Start of Data records
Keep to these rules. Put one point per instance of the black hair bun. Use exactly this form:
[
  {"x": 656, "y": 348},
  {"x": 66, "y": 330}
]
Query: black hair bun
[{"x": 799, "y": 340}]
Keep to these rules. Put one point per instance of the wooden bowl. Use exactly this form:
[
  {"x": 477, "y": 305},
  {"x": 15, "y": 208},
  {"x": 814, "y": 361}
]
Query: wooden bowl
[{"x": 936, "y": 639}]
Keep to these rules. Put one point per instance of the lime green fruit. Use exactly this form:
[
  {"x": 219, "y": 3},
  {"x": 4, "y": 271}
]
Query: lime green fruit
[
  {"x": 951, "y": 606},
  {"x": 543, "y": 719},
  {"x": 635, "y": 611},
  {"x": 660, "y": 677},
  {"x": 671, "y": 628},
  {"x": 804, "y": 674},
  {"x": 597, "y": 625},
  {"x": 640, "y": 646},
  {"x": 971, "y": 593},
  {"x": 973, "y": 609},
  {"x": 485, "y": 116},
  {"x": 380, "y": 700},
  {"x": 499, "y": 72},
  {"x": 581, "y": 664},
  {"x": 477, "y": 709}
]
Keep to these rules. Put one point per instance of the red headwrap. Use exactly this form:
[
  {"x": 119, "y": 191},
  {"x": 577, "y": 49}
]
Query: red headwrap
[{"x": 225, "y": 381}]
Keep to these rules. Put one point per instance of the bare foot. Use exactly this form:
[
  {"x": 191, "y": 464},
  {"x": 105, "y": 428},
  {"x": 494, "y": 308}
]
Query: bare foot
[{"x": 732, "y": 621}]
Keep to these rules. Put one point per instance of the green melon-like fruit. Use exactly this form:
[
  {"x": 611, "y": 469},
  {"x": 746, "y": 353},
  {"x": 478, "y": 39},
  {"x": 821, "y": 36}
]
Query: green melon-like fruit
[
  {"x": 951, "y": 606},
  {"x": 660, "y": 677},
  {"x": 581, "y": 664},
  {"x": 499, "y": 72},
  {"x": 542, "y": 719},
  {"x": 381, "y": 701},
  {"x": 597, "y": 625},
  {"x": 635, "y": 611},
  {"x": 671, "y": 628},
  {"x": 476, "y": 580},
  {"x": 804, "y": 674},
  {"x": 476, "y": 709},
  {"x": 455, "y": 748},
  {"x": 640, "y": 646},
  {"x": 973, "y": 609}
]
End of Data records
▶ [Goal of the exercise]: Write the entries out again, exactly and completely.

▶ [Result]:
Keep to these rules. Put one point per instance of the black hair bun. Use exactly this form:
[
  {"x": 656, "y": 348},
  {"x": 66, "y": 330}
]
Query: black hair bun
[{"x": 799, "y": 340}]
Keep to these rules. Put one point per instance of the wooden bowl. Use exactly this form:
[
  {"x": 477, "y": 305},
  {"x": 15, "y": 208},
  {"x": 814, "y": 361}
]
Query: wooden bowl
[{"x": 936, "y": 639}]
Keep to these rules. Put one point per instance of the lime green fruit. Use exactly this form:
[
  {"x": 219, "y": 3},
  {"x": 4, "y": 271}
]
Query: lime green fruit
[
  {"x": 951, "y": 606},
  {"x": 543, "y": 719},
  {"x": 635, "y": 611},
  {"x": 660, "y": 677},
  {"x": 671, "y": 628},
  {"x": 804, "y": 674},
  {"x": 597, "y": 625},
  {"x": 640, "y": 646},
  {"x": 971, "y": 593},
  {"x": 973, "y": 609},
  {"x": 485, "y": 116},
  {"x": 380, "y": 700},
  {"x": 499, "y": 72},
  {"x": 581, "y": 664},
  {"x": 477, "y": 709}
]
Keep to these rules. Put one point per instance of the red headwrap. Use exactly this form:
[
  {"x": 119, "y": 191},
  {"x": 577, "y": 49}
]
Query: red headwrap
[{"x": 225, "y": 381}]
Keep to these rules. Put one point per instance of the bare foot. Use exactly this form:
[
  {"x": 191, "y": 464},
  {"x": 105, "y": 428},
  {"x": 494, "y": 308}
]
Query: bare foot
[{"x": 732, "y": 621}]
Keep to these rules. Put one point per instance of the green melon-like fruit. Use exactly this form:
[
  {"x": 611, "y": 469},
  {"x": 746, "y": 353},
  {"x": 478, "y": 39},
  {"x": 821, "y": 36}
]
Query: green melon-like fruit
[
  {"x": 951, "y": 606},
  {"x": 660, "y": 677},
  {"x": 581, "y": 664},
  {"x": 499, "y": 72},
  {"x": 542, "y": 719},
  {"x": 381, "y": 701},
  {"x": 597, "y": 625},
  {"x": 635, "y": 611},
  {"x": 671, "y": 628},
  {"x": 476, "y": 580},
  {"x": 804, "y": 674},
  {"x": 476, "y": 709},
  {"x": 455, "y": 748},
  {"x": 640, "y": 646},
  {"x": 973, "y": 609}
]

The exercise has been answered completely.